— EXERCISE INSTRUCTIONS —
In the entries that follow, find every line containing "target" and copy it.

Point localization data

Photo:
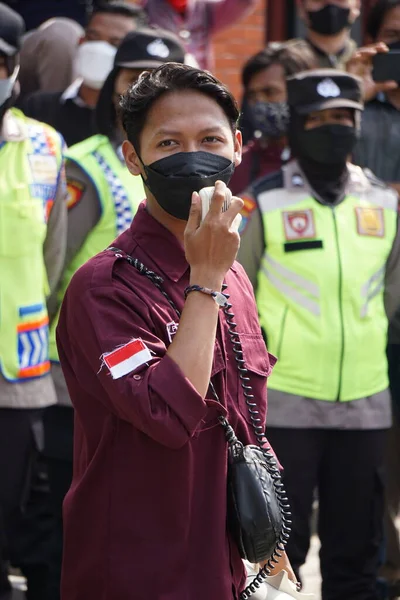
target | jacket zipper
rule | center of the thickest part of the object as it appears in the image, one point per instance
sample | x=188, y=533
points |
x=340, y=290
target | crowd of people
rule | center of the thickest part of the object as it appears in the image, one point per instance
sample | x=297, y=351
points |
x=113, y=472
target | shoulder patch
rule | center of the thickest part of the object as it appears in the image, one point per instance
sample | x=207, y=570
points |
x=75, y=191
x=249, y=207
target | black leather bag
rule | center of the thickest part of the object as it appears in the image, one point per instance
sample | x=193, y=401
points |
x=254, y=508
* * *
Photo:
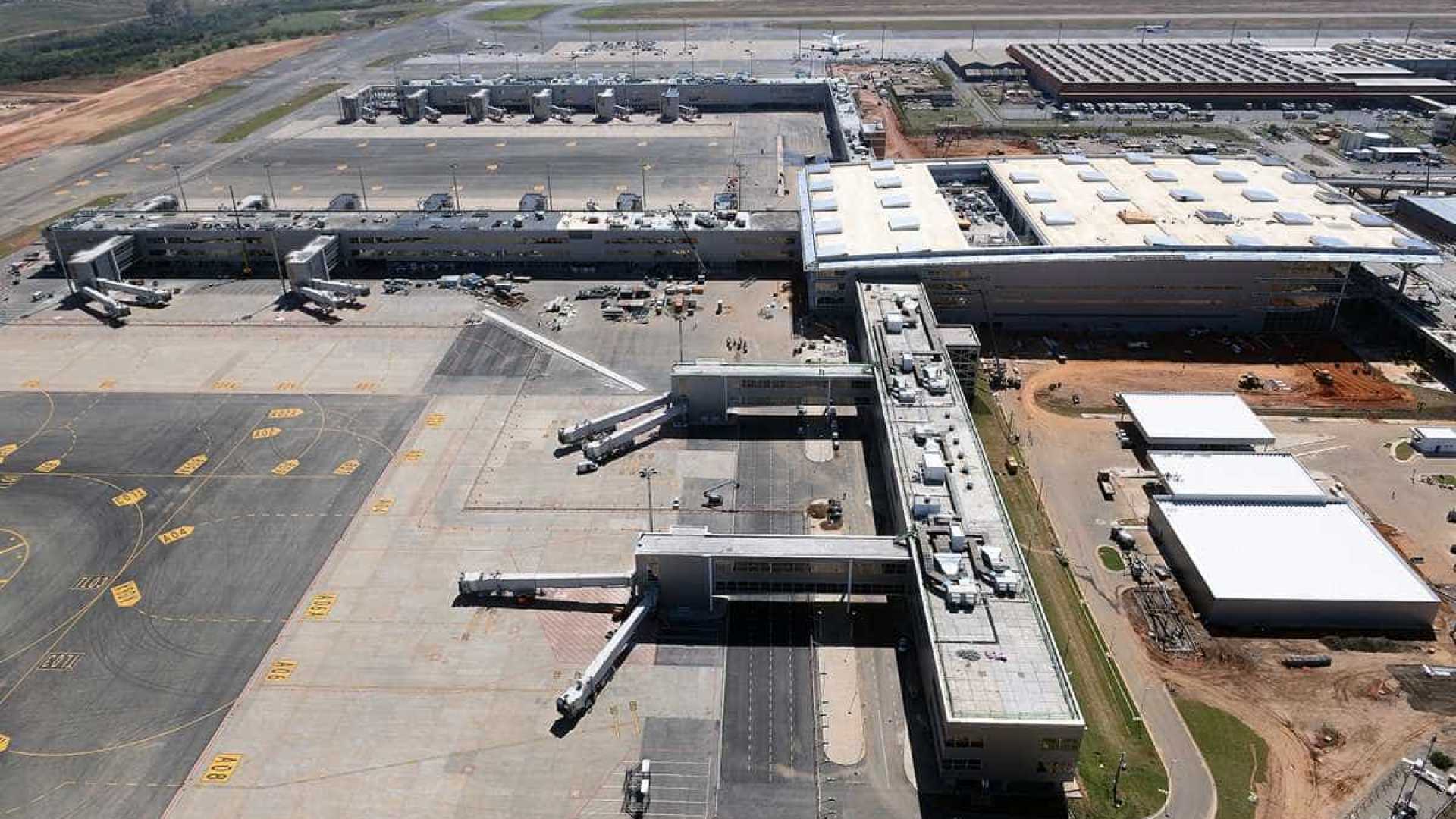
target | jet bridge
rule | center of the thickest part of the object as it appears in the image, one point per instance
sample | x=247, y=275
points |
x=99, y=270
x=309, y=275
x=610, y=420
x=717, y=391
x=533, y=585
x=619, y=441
---
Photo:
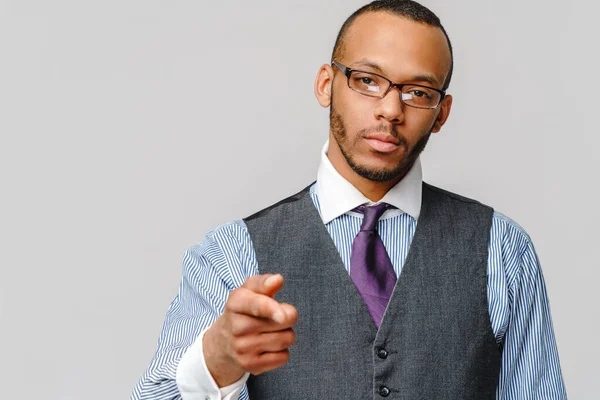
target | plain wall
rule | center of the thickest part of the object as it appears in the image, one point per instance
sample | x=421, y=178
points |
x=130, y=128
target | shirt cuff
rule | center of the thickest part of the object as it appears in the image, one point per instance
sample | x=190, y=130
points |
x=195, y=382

— FINISHED EXERCISE —
target | jacket zipper
target | crowd of people
target | shoulder patch
target | black leather bag
target | jet bridge
target | plain wall
target | shirt cuff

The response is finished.